• **Requirement 1**:
In the news item on the two Osgoode professors, during what period will they serve as scholars-in-residence with the Law Commission of Ontario?
• **Requirement 2**:
For each statement, say whether it agrees with the news item on the two Osgoode professors, and quote the deciding words: (a) Puri is a co-director of the Jay & Barbara Hennick Centre for Business & Law. (b) D’Agostino will carry out the LCO’s joint and several liability project. (c) The Ontario Business Corporations Act provides for joint and several liability.
• **Requirement 3**:
Extend the news item on the two Osgoode professors, picking up after its final sentence.

• **Text segment**:
= Beginning of Section =
Two Osgoode profs head to Ontario law commission
York Osgoode Hall Law School Professors Giuseppina D’Agostino and Poonam Puri will serve as scholars-in-residence with the Law Commission of Ontario (LCO) from July to December 2009.
The Osgoode Hall Law School LCO Scholar-in-Residence Program provides Osgoode scholars with an opportunity to pursue research in collaboration with an institution that is committed to adding to knowledge and using it in the development of pragmatic recommendations for law reform.
Puri, a co-director of the Jay & Barbara Hennick Centre for Business & Law at Osgoode and the Schulich School of Business, will be responsible for carrying out the LCO’s joint and several liability project. The purpose of the project is to consider whether the Ontario Business Corporations Act, which provides for joint and several liability, should be amended to bring it in greater alignment with the Ontario Securities Act, federal legislation and trends in the United States, the United Kingdom and Australia.
= End of Section =
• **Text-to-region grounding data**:
= Beginning of Section =
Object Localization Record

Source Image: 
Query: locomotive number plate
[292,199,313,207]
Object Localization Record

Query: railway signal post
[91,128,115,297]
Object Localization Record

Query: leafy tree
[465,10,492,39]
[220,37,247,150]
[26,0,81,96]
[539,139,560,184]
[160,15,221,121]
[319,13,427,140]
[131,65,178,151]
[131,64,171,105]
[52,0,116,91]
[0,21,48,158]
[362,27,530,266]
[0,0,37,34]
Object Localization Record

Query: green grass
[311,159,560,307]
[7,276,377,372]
= End of Section =
= Beginning of Section =
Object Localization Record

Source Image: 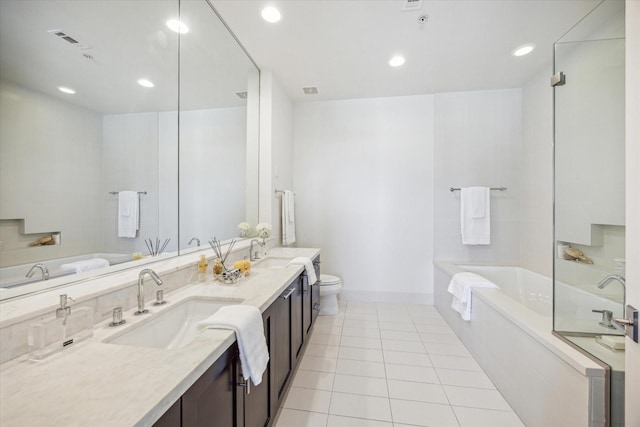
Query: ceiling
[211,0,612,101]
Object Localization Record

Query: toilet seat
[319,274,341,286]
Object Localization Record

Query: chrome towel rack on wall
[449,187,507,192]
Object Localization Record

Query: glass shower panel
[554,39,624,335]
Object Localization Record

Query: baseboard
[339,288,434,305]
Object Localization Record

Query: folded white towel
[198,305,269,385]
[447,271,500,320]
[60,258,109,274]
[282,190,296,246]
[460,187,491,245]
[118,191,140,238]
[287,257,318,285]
= End of Section =
• **Response box 1**:
From July to December 2009.

• **Response box 2**:
(a) Yes: "Puri, a co-director of the Jay & Barbara Hennick Centre for Business & Law at Osgoode and the Schulich School of Business"
(b) No: "Puri, a co-director of the Jay & Barbara Hennick Centre for Business & Law at Osgoode and the Schulich School of Business, will be responsible for carrying out the LCO’s joint and several liability project."
(c) Yes: "the Ontario Business Corporations Act, which provides for joint and several liability"

• **Response box 3**:
D’Agostino, director of the IP Osgoode Intellectual Property Law & Technology Program, will address the intersection of intellectual property, privacy and ethics issues around electronic health records. She will focus on the Motherisk Program, based at Toronto’s Hospital for Sick Children, which is moving from paper to electronic records. This project will build on work she has done on intellectual property and privacy issues around e-records in the UK. Although this is not an LCO project, it will be completed in association with the LCO.
“The collaboration between Osgoode and the LCO provides an excellent opportunity to highlight to the public the ways in which both institutions contribute to the development of policy and knowledge mobilization,” said Osgoode Interim Dean Jinyan Li and LCO Executive Director Patricia Hughes in a joint announcement about the appointments of D’Agostino and Puri. Both professors will be released from their teaching responsibilities for the fall term.
The LCO will also collaborate with Osgoode and IP Osgoode in holding a symposium on Jan. 29, 2010, that will focus on D’Agostino’s research into the sometimes conflicting claims around medical e-records. It is also anticipated that Osgoode, the Hennick Centre for Business & Law and the LCO will organize a round table to bring together those concerned with joint and several liability to help develop appropriate recommendations as part of the LCO’s usual consultation processes.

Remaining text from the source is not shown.